▶ WHAT THE EXERCISE ASKS
Rewrite everything from the start of the data down to the line containing "0L191 6L188 95L235", changing "rough mask" to "coarse mask" and keeping all other text unchanged. Omit the pictures from your answer.

[[ DATA, beginning ]]

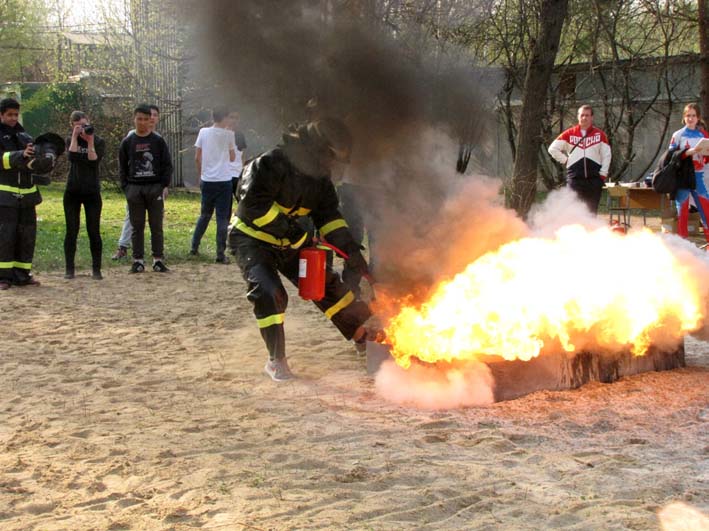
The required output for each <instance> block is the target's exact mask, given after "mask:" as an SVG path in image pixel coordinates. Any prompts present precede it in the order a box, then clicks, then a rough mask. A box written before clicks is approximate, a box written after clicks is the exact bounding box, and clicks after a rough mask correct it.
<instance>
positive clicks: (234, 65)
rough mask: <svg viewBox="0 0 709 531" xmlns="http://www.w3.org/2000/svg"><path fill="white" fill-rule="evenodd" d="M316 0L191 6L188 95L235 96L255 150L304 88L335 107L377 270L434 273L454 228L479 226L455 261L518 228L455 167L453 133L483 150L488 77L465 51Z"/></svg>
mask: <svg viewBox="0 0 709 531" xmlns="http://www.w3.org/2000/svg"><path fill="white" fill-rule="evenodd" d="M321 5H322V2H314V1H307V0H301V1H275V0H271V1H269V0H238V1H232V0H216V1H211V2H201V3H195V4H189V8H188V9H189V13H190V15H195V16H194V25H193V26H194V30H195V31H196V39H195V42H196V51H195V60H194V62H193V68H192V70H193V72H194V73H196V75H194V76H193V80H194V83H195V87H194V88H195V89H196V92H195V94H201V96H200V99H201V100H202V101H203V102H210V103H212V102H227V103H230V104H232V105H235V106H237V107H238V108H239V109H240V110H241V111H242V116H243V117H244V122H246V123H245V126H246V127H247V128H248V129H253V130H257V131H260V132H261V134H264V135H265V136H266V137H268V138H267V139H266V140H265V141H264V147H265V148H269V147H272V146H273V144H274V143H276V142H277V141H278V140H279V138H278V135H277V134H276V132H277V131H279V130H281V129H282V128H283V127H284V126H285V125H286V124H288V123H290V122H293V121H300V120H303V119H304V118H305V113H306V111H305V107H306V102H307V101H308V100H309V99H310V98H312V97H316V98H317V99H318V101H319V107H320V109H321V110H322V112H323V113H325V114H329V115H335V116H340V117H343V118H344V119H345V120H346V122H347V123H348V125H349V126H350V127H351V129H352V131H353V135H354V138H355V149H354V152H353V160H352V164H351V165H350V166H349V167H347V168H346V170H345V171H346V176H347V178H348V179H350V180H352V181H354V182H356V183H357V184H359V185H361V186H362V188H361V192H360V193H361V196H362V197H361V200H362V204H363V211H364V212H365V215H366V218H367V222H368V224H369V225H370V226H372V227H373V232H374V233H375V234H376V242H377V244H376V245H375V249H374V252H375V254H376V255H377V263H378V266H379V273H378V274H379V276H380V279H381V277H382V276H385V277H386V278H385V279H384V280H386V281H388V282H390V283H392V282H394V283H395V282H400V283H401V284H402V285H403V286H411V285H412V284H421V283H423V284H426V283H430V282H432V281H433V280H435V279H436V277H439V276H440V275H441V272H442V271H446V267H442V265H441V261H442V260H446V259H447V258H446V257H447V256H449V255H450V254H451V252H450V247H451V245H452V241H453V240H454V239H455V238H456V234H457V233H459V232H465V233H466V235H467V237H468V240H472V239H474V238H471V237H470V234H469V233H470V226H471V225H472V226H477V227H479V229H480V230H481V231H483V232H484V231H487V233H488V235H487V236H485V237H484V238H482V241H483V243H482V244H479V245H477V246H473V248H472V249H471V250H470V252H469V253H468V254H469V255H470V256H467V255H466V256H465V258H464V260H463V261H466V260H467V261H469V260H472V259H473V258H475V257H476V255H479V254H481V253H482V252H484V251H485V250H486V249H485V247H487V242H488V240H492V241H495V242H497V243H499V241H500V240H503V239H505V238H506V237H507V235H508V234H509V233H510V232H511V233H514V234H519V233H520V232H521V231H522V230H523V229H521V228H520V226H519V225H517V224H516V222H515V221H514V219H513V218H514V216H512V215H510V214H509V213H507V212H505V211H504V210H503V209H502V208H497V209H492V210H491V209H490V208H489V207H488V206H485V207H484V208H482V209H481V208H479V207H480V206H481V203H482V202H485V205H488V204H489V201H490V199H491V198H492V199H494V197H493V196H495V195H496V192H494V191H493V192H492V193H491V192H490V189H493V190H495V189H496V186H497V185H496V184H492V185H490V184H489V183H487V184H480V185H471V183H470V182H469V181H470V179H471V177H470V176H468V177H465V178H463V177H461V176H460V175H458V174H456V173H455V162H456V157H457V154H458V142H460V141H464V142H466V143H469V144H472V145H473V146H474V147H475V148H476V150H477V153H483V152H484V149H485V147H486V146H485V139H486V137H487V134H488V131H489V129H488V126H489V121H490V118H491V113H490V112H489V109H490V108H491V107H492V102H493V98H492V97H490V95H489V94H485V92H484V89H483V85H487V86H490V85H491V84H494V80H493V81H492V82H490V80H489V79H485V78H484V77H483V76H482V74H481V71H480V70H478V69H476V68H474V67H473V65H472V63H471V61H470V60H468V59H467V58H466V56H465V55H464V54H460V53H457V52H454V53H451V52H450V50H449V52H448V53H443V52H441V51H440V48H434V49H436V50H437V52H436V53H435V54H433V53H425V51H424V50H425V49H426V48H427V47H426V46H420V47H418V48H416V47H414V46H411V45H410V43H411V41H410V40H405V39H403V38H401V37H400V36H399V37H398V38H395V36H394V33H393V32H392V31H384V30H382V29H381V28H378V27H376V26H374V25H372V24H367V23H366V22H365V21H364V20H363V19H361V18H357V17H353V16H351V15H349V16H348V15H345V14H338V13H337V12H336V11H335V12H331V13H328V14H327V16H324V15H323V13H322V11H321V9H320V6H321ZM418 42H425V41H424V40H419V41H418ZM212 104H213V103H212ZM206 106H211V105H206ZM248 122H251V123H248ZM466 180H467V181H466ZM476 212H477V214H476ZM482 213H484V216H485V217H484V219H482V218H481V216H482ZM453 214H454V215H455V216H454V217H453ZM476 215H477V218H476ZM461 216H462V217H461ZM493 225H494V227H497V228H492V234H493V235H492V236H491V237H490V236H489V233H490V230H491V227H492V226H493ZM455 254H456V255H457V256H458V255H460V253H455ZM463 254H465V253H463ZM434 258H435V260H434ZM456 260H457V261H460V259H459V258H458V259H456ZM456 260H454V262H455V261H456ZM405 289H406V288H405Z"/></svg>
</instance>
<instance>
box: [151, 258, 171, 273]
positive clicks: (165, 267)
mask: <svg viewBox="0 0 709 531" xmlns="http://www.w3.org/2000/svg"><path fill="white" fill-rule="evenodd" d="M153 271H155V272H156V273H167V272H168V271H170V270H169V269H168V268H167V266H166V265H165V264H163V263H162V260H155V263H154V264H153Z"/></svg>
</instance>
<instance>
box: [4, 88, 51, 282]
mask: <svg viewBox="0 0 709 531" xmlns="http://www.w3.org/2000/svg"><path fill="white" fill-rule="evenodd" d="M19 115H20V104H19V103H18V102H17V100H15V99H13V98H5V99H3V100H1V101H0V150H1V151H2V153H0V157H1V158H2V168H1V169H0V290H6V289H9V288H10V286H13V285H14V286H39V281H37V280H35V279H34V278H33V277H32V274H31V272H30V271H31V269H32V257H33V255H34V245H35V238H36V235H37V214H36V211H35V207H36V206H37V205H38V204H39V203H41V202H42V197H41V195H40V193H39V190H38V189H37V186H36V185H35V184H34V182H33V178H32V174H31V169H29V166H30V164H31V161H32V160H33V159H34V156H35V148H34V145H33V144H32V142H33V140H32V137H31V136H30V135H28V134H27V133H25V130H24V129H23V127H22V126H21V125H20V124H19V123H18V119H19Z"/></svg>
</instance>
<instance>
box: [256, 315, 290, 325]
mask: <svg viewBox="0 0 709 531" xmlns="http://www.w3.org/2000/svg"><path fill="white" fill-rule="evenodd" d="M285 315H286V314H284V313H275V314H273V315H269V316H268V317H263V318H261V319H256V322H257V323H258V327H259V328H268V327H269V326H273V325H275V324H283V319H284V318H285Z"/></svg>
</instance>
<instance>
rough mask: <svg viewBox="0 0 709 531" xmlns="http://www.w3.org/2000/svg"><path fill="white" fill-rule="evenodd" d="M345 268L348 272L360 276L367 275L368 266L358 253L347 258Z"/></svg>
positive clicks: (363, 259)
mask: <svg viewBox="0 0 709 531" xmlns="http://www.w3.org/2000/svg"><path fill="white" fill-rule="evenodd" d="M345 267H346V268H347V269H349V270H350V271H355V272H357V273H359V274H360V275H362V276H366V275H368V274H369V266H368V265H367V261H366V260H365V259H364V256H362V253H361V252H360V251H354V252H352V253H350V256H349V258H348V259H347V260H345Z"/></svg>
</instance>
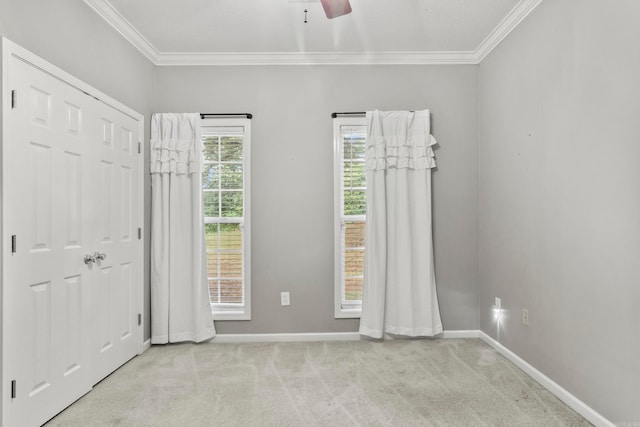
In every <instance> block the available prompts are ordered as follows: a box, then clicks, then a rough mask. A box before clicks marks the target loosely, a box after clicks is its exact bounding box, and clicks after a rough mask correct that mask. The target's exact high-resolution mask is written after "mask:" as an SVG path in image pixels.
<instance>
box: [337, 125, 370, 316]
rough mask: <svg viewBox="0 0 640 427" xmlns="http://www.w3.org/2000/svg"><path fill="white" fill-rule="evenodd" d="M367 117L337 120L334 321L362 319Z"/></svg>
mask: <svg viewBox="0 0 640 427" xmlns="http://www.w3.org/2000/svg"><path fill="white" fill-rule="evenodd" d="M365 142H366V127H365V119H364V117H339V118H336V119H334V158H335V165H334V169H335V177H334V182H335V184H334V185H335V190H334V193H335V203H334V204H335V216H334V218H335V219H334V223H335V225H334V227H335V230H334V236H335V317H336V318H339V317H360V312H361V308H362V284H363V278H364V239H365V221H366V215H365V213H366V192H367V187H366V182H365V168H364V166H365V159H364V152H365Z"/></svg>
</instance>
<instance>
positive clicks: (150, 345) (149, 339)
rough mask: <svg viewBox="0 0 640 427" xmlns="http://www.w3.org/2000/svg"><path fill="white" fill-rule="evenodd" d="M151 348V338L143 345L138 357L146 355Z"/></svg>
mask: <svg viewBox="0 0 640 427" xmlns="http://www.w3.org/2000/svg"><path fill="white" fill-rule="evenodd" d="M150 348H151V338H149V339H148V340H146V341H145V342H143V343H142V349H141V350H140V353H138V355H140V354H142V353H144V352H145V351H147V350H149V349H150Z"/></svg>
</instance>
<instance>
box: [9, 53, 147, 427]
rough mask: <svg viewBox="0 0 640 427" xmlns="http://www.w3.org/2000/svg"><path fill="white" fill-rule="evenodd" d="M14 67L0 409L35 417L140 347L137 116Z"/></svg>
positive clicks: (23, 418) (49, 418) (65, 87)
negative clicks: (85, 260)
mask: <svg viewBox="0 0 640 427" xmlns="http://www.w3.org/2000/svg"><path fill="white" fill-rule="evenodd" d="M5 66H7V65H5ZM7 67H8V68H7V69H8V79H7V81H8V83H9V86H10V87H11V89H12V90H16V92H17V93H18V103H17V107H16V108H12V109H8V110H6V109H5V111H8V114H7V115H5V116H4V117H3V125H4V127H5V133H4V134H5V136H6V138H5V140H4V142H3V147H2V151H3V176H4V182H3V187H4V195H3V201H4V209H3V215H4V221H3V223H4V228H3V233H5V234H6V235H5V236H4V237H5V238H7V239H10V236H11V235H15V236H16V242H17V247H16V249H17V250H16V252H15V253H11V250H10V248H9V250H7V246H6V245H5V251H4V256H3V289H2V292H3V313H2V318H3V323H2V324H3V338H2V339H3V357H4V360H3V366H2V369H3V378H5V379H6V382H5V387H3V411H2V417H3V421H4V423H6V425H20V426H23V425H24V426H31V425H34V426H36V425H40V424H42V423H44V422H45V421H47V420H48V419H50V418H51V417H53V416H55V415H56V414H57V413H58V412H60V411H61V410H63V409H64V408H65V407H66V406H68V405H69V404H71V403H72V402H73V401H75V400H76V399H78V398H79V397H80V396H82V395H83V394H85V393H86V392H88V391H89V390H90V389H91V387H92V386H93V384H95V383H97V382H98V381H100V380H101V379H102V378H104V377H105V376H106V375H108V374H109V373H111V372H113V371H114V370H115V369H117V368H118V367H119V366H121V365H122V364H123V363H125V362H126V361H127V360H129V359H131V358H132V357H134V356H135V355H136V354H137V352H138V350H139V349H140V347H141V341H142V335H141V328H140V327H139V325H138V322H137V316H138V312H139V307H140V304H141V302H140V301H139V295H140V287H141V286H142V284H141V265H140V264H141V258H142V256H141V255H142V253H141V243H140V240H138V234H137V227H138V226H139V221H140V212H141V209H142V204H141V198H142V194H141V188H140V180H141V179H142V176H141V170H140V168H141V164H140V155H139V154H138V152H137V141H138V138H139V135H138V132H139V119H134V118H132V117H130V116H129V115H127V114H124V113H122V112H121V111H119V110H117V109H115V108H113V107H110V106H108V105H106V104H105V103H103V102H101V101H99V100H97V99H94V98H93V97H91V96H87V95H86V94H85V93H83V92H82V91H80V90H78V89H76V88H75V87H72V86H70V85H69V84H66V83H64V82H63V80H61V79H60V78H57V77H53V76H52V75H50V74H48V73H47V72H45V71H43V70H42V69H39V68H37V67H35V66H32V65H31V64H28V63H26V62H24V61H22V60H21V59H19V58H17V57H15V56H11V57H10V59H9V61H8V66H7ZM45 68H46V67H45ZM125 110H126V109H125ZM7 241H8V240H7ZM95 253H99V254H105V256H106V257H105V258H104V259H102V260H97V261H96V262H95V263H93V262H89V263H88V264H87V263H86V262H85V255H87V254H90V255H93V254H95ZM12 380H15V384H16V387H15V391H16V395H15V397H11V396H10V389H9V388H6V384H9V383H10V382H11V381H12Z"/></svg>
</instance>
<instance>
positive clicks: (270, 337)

[[ DATA, end ]]

▶ REPLY TO THE EXERCISE
The required output for each <instance> block is the target's exact mask, given after "mask:" as an SVG path in image pixel coordinates. Any prompts present precede it in the order a box, then clicks, then a coarse mask. A box written before clicks is approximate, a box written after clicks is the exact bounding box, and clicks after a coarse mask correct it.
<instance>
positive clicks: (234, 65)
coarse mask: <svg viewBox="0 0 709 531" xmlns="http://www.w3.org/2000/svg"><path fill="white" fill-rule="evenodd" d="M316 0L191 6L188 95L235 96L255 150L304 88L335 107L377 270L434 273L454 228L479 226L455 261L518 228L455 167L453 133L483 150L488 77L465 51Z"/></svg>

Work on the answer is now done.